* Extrait du texte
.....

Comme dans toute résistance à une agression étrangère,
c’est dans la synchronisation entre nationalisme et revendications
à la base de la société que se cache la clé de la victoire.
Vernochet n’aime pas les communistes,et il insiste lourdement
sur les faits qui confortent son idée que le bloc soviétique a été soutenu,
entretenu,maintenu en vie par les vivres que lui fournissaient de grands exportateurs américains.
Mais il faudrait ajouter que le monde capitaliste a été en retour obligé
par le modèle soviétique d’instaurer des systèmes de protection sociale
qu’il abomine et ruine chaque fois qu’il le peut.
Obama a affronté, combattu et vaincu l’Amérique wasp
en implantant un minimum de sécurité sociale dans son pays, au moment
où celui de l’Europe subit les coups de boutoir du rouleau compresseur
de l’anarcho-capitalisme.
C’est un retournement de situation au cœur du système.
Il ne peut qu’être porteur d’autres surprises d’envergure.

.....

* Matériel

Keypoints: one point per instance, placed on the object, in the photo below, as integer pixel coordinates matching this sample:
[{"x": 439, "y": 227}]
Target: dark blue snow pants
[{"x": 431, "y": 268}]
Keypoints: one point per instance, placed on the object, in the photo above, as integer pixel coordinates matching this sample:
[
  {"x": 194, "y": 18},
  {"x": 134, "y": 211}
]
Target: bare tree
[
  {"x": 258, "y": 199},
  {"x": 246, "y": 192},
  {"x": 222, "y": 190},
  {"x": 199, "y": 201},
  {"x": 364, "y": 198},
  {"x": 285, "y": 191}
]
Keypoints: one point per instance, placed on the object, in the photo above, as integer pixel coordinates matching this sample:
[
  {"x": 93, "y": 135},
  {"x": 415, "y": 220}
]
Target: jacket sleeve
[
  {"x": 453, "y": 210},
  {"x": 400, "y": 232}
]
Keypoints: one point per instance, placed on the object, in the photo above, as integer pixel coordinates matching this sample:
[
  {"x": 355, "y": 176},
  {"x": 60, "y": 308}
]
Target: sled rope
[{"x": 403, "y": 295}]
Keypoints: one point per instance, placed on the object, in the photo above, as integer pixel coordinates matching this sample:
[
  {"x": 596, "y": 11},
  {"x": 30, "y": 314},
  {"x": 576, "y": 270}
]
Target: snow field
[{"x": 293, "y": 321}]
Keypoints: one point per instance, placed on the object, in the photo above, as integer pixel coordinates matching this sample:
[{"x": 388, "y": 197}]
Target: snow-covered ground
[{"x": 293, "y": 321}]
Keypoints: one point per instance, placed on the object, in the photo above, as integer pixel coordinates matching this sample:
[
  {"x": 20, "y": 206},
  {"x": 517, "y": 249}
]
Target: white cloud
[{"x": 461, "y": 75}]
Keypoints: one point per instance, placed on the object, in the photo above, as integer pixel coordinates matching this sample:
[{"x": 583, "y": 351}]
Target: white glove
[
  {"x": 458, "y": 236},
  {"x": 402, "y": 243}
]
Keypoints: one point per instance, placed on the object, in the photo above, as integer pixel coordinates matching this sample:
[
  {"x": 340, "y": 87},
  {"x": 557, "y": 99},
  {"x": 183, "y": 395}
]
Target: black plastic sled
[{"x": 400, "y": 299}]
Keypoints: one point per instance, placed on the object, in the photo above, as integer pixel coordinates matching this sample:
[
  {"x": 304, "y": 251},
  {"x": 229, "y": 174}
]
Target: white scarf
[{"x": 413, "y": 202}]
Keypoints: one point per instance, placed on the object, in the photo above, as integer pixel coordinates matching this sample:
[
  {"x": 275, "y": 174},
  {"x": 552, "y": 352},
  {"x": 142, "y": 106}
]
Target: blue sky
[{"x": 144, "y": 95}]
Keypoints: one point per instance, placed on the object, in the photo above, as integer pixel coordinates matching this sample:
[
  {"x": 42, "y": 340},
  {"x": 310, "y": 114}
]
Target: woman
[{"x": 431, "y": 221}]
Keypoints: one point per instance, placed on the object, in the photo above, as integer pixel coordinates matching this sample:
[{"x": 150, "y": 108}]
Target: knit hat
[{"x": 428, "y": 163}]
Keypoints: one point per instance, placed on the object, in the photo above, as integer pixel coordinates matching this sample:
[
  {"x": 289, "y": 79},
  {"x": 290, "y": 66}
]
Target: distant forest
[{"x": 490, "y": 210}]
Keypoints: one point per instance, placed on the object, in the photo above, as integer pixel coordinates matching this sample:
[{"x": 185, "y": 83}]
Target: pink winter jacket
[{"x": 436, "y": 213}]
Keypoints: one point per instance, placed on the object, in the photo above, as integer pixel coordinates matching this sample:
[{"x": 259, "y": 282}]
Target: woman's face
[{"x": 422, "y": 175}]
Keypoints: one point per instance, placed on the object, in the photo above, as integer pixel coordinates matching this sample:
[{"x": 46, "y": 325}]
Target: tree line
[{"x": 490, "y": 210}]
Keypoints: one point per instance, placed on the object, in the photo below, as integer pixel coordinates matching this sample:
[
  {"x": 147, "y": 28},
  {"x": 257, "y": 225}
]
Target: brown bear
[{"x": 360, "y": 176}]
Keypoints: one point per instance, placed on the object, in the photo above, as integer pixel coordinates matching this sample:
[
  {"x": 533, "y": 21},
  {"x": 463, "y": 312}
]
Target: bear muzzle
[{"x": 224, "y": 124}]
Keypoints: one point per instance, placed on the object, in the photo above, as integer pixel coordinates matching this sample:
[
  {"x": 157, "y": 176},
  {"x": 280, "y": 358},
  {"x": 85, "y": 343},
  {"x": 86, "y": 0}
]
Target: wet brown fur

.....

* Exercice
Actualisez le passage de l'extrait compris entre « Comme dans toute » et « grands exportateurs américains. », bornes incluses, en mettant « patriotisme » à la place de « nationalisme ».

* Réponse
Comme dans toute résistance à une agression étrangère,
c’est dans la synchronisation entre patriotisme et revendications
à la base de la société que se cache la clé de la victoire.
Vernochet n’aime pas les communistes,et il insiste lourdement
sur les faits qui confortent son idée que le bloc soviétique a été soutenu,
entretenu,maintenu en vie par les vivres que lui fournissaient de grands exportateurs américains.